**SET TASK A**
From the article on the Wayne County Planning Board and highway planning, write out the part that opens with the words containing "The issue wasn't" and closes with "point of view.".
**SET TASK B**
In the article on the Wayne County Planning Board and highway planning, what share of Wayne County's total tax value does Steve Keen say six highways make up?
**SET TASK C**
Continue the article on the Wayne County Planning Board and highway planning from its last sentence.

**PASSAGE**
───
Board says studies key to highway planning
By Steve Herring
Published in News on March 17, 2009 1:46 PM
Wayne County Planning Board members are voicing frustration with the Goldsboro Metropolitan Planning Organization's rejection of their recommendation that highway plans include economic impact studies.
The Planning Board at its February meeting endorsed the MPO's 13-point highway priority list, but included a recommendation for the need for economic impact studies.
The issue wasn't on the board's agenda last week, but members strayed into the discussion while talking about preservation of thoroughfare right-of-way. The members also renewed their call to protect the interchanges along the new U.S. 70 Bypass.
Board Chairman Chris Cox said he could understand some of the regional transportation groups not looking at highway plans from the county's point of view.
"But the Goldsboro MPO is located in Goldsboro in Wayne County," he said. "That group should be concerned about what happens to the dollars. How does it affect the dollar? That is all that I am saying and for them to just throw it out and not even consider it, I am just wanting to know why. I am sure I am not by myself and that there are a lot of taxpaying citizens who want to know why."
Cox said he also can understand why the city might not want to do an economic impact analysis on city street projects.
"What they are talking about is widening the roads and doing that an economic impact analysis would be very expensive," he said. "Widening a road is going to make business locate there even more. It is not going to relocate traffic to some other road."
Not unless a business is so close to road that it has to be bought out, Planning Director Connie Price said.
"That is what the county needs to know," Cox said.
Board member and Commissioner Steve Keen said Wayne County is different from many other counties because of the number of highways that criss-cross it.
He said it was an issue why the MPO would ask for the Planning Board's recommendation if it isn't going to take it.
Price said the MPO had not asked for recommendations about economic impact analysis. It, he said, had asked for recommendations on the priority list.
Price said he had brought the issue up at the recent MPO meeting because he had been asked to do so by the Planning Board.
"When you did, they voted that they not make that a part of their decision making in the future," Keen said. "So, when we put together a road plan, I think we all need to be on the same page. This highway system in Wayne County is huge. Six highways make up 32 percent of the total tax value in Wayne County ... up 107 percent since 2003, just those corridors."
Cox asked Price for a review of what the Planning Broad had sent to MPO and wanted to know exactly what it did with the recommendation.
"When it came time to vote it was on the road priorities list starting with U.S. 70, there were about 12 priorities on that list," Price said. "We (Planning Board) had discussed that before one could be built that an economic impact analysis be done on the project.
───
Entries from a point annotation set:
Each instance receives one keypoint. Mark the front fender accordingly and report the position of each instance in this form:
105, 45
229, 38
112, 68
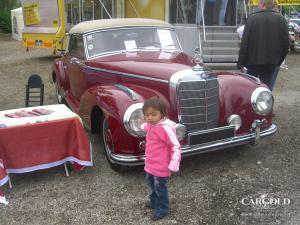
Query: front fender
235, 98
113, 101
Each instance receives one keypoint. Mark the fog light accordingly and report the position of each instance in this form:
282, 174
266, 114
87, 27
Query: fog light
235, 120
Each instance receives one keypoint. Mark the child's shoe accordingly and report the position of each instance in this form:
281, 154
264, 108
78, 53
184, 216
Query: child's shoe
155, 217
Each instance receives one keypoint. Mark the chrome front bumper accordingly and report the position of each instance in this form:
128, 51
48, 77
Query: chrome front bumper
132, 160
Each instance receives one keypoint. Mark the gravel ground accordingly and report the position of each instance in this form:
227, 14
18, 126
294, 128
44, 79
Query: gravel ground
209, 189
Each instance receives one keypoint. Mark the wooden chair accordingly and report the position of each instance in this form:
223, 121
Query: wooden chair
───
**WRITTEN RESPONSE A**
The issue wasn't on the board's agenda last week, but members strayed into the discussion while talking about preservation of thoroughfare right-of-way. The members also renewed their call to protect the interchanges along the new U.S. 70 Bypass.
Board Chairman Chris Cox said he could understand some of the regional transportation groups not looking at highway plans from the county's point of view.

**WRITTEN RESPONSE B**
32 percent

**WRITTEN RESPONSE C**
"I brought it up to the group that was there. They did not want to do that. They did not want another hurdle a project had to go through to be approved."
Cox asked if the group had even discussed or considered the recommendation.
"They did talk about it," Price said.
In response to further questioning from Cox, Price said what he had previously explained was the only reason the group had given for its vote.
Price added that the MPO members said a project already has to undergo an environmental study.
"But that is not economic," Keen said. "That is their job. The comprehensive transportation plan is based on, but not limited to, population growth, economic conditions and prospects and patterns of land development and provides for safe and effective use of transportation systems. Well, economic conditions, I think, would be economic impact."
Price said he thought the group was talking about doing the studies for each individual project.
Such studies are needed in the planning stage not the funding stage of a road, Cox said.
"It is like we talked about at the last meeting," Cox said. "You have businesses on highways. If you reroute the traffic, businesses locate on the roads because of traffic, egress and ingress, and you have got 30,000 cars going by, and that is where they want to be.
"If you change the traffic pattern the traffic is going to go in different directions. What does that do to their business? What does that do revenues, sales? What does it do to taxes coming in from business? We have to know that. We have to know that to make an informed decision on how we are going to recapture those dollars in a different location like these interchanges we talked about that we need to get zoned."
Raleigh does a good job asking counties for options on government issues, Keen said.
"However, the more the state makes the county survive on its own income and the more they take away from us ... to get this done then it becomes more on our part as planners to understand the economic value of what our decision does for the tax base for sales tax and retail sales," Keen said.
Price suggested those could be protected by not letting business "go out there (new highway)."
"The businesses are going to leave because the traffic is out there and it (business) is going out there," he said. "My point is we have to know where the dollars are going because we, as planners, need to push getting water and sewer to these intersections faster. The road is going to be built in 2010. For that not to be considered by this board is shortsighted."
Keen noted that it took private efforts to get water and sewer along N.C. 581 at U.S. 70 where the new Wal-Mart development is.
"Once that line was out there then it produced," Keen said. "It went from $180,000 value and $1,900 a year to Wayne County to $14 million to $129,000 in revenue for the county in just three years. That is what happened there in that little 50-acre plat and it also employs 181 people.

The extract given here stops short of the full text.